--- Begin Given information ---
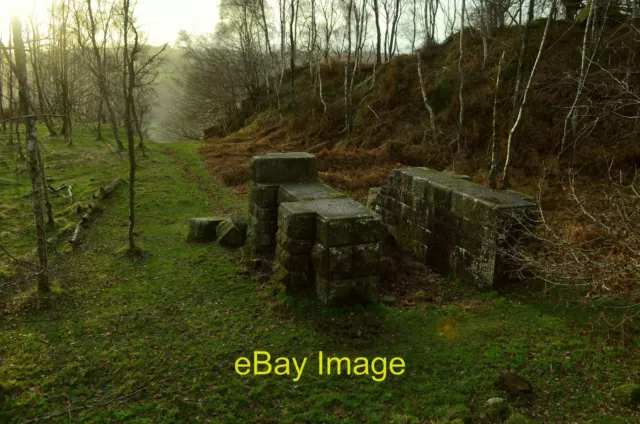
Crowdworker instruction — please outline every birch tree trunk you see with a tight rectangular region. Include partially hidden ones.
[558,0,611,155]
[458,0,466,152]
[2,17,50,293]
[489,50,504,190]
[0,57,4,133]
[373,0,382,65]
[512,0,534,119]
[28,18,58,137]
[344,0,353,139]
[502,0,556,189]
[122,0,138,253]
[416,50,436,137]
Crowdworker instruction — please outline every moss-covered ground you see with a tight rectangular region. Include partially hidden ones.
[0,132,640,423]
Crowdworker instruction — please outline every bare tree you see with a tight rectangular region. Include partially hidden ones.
[122,0,138,253]
[502,0,556,190]
[0,17,50,293]
[74,0,124,151]
[489,50,504,190]
[416,50,436,137]
[458,0,466,152]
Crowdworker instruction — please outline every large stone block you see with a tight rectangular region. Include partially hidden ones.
[272,262,313,293]
[216,216,247,247]
[278,183,347,204]
[305,199,381,247]
[249,152,318,184]
[249,182,279,209]
[247,215,278,254]
[278,202,316,240]
[311,243,353,280]
[276,231,315,254]
[275,246,311,272]
[352,243,380,277]
[367,187,381,211]
[316,276,380,306]
[351,214,386,244]
[249,204,278,222]
[450,183,536,228]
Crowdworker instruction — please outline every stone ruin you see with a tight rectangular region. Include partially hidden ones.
[246,153,536,305]
[368,168,537,288]
[247,153,384,305]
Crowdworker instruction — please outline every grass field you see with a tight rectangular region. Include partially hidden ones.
[0,132,640,423]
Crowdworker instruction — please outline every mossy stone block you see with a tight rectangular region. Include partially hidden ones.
[352,243,380,277]
[216,216,247,247]
[278,202,316,240]
[278,183,347,204]
[249,152,318,184]
[249,182,279,209]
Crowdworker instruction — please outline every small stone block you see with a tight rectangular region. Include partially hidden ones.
[352,243,380,277]
[216,216,247,247]
[249,182,279,209]
[353,216,385,244]
[367,187,381,210]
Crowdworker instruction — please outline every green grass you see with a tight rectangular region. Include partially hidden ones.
[0,129,640,423]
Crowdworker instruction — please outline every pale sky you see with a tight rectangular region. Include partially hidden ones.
[0,0,219,45]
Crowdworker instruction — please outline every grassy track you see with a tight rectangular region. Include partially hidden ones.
[0,133,640,423]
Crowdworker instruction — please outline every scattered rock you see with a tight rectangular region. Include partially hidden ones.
[484,398,511,422]
[504,412,536,424]
[216,216,247,247]
[498,372,531,395]
[613,383,640,406]
[187,216,224,241]
[380,256,396,276]
[380,296,396,305]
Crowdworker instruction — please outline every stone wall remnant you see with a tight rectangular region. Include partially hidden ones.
[368,168,537,288]
[248,153,384,305]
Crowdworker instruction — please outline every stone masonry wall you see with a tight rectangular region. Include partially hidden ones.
[247,153,384,305]
[369,168,537,288]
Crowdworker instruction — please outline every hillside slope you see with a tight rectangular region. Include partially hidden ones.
[202,20,640,194]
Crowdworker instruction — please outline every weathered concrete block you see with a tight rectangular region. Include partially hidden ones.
[187,216,224,241]
[216,216,247,247]
[278,183,347,204]
[352,243,380,277]
[450,183,535,227]
[249,204,278,222]
[249,182,279,209]
[247,215,278,255]
[367,187,381,210]
[272,262,313,293]
[316,276,380,306]
[352,215,386,244]
[311,243,353,280]
[304,199,378,247]
[278,202,316,240]
[249,153,318,184]
[276,230,315,254]
[275,246,311,271]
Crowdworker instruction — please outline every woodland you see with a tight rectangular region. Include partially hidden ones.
[0,0,640,424]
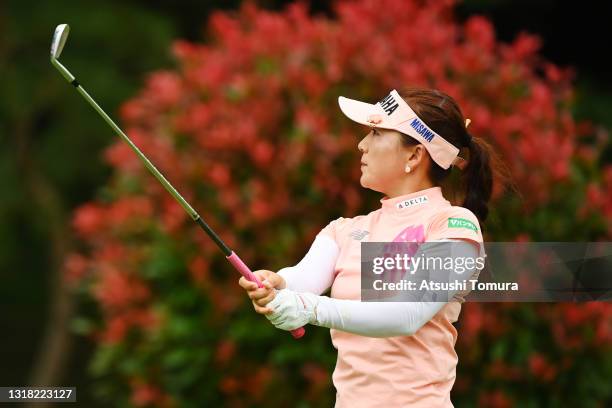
--- End Given information ---
Directions: Arrange the lines of the material as a Markdown table with the columns "Nr" and "Line", numbering the rows and skipping blank lines. Leave the pictures out.

Solution to the problem:
| Nr | Line |
|---|---|
| 1 | Crowdworker instruction — please outline every birch tree trunk you see with a tight rectangular region. Include partially hidden ones. |
| 2 | [558,0,611,155] |
| 3 | [458,0,466,152] |
| 4 | [2,17,50,293] |
| 5 | [489,50,504,190] |
| 6 | [0,57,4,133] |
| 7 | [373,0,382,65] |
| 8 | [512,0,534,119] |
| 9 | [28,18,58,137] |
| 10 | [344,0,353,139] |
| 11 | [502,0,556,189] |
| 12 | [122,0,138,253] |
| 13 | [416,50,436,137] |
| 14 | Crowdworker instruction — please outline every moss-covered ground you see with a tight rectangular region. Include partially hidden ones. |
| 15 | [0,132,640,423] |
| 16 | Crowdworker instruction — please outline every bare tree you see with a tight rectangular region. Include partially hidden ones. |
| 17 | [122,0,138,253] |
| 18 | [502,0,556,190] |
| 19 | [0,17,50,293] |
| 20 | [74,0,124,151] |
| 21 | [489,50,504,190] |
| 22 | [416,50,436,137] |
| 23 | [458,0,466,152] |
| 24 | Crowdworker instruction — please outline every large stone block you see with a tight rectangular region. Include partially hidden ones. |
| 25 | [272,262,313,293] |
| 26 | [216,216,247,247] |
| 27 | [278,183,347,204] |
| 28 | [305,199,381,247] |
| 29 | [249,152,318,184] |
| 30 | [249,182,279,209] |
| 31 | [247,215,278,254] |
| 32 | [278,202,316,240] |
| 33 | [311,243,353,280] |
| 34 | [276,231,315,254] |
| 35 | [275,246,311,272] |
| 36 | [352,243,380,277] |
| 37 | [367,187,381,211] |
| 38 | [316,276,380,306] |
| 39 | [351,214,386,244] |
| 40 | [249,204,278,222] |
| 41 | [450,183,536,228] |
| 42 | Crowdworker instruction — please outline every stone ruin you see with a tight rectangular region. Include partially hidden ones. |
| 43 | [246,153,536,305] |
| 44 | [368,168,537,288] |
| 45 | [247,153,384,305] |
| 46 | Crowdworker instruction — please outline every grass field you see with a tight rectangular region. Include partially hidden ones. |
| 47 | [0,132,640,423] |
| 48 | Crowdworker instruction — please outline every mossy stone block you see with a tight rectangular region. Include partially hidden ones. |
| 49 | [352,243,380,277] |
| 50 | [216,216,247,247] |
| 51 | [278,202,316,240] |
| 52 | [278,183,347,204] |
| 53 | [249,152,318,184] |
| 54 | [249,182,279,209] |
| 55 | Crowdworker instruction — please outline every small stone block you see with a tight rectangular region. Include partially hidden ones. |
| 56 | [352,243,380,277] |
| 57 | [216,216,247,247] |
| 58 | [249,182,279,209] |
| 59 | [353,216,385,244] |
| 60 | [367,187,381,210] |
| 61 | Crowdworker instruction — please outline every green grass you see with a tight rectangular region. Include partially hidden ones. |
| 62 | [0,129,640,423] |
| 63 | Crowdworker instruction — please outline every pale sky you see with a tight rectangular region. Include partially hidden ones. |
| 64 | [0,0,219,45] |
| 65 | Crowdworker instruction — please outline every grassy track you see with a tight rectangular region. Include partially hidden ones. |
| 66 | [0,133,640,423] |
| 67 | Crowdworker instruction — please outline every scattered rock you see with a tight rectangular region. Include partially hidden ones. |
| 68 | [484,398,511,422] |
| 69 | [504,412,536,424] |
| 70 | [216,216,247,247] |
| 71 | [498,372,531,395] |
| 72 | [613,383,640,406] |
| 73 | [187,216,224,241] |
| 74 | [380,256,396,276] |
| 75 | [380,296,396,305] |
| 76 | Crowdworker instruction — please outline every stone wall remnant you see with a tight rectangular region. Include partially hidden ones. |
| 77 | [368,168,537,288] |
| 78 | [248,153,384,305] |
| 79 | Crowdworker instruction — please outline every stone masonry wall you see with a tight rectangular region. Include partially hidden ones. |
| 80 | [247,153,384,305] |
| 81 | [369,168,537,288] |
| 82 | Crowdworker instruction — please outline every hillside slope you see with a tight rectangular region. Include partially hidden ones. |
| 83 | [202,20,640,194] |
| 84 | Crowdworker instruction — please outline every weathered concrete block you see with a tight rectangular region. Include partially hidden ones. |
| 85 | [187,216,224,241] |
| 86 | [216,216,247,247] |
| 87 | [278,183,347,204] |
| 88 | [352,243,380,277] |
| 89 | [450,183,535,227] |
| 90 | [249,204,278,222] |
| 91 | [249,182,279,209] |
| 92 | [247,215,278,255] |
| 93 | [367,187,381,210] |
| 94 | [272,262,313,293] |
| 95 | [316,276,380,306] |
| 96 | [352,215,386,244] |
| 97 | [311,243,353,280] |
| 98 | [304,199,378,247] |
| 99 | [278,202,316,240] |
| 100 | [249,153,318,184] |
| 101 | [276,230,315,254] |
| 102 | [275,246,311,271] |
| 103 | Crowdworker instruction — please outline every woodland you see with a tight rectangular region. Include partially hidden ones. |
| 104 | [0,0,640,424] |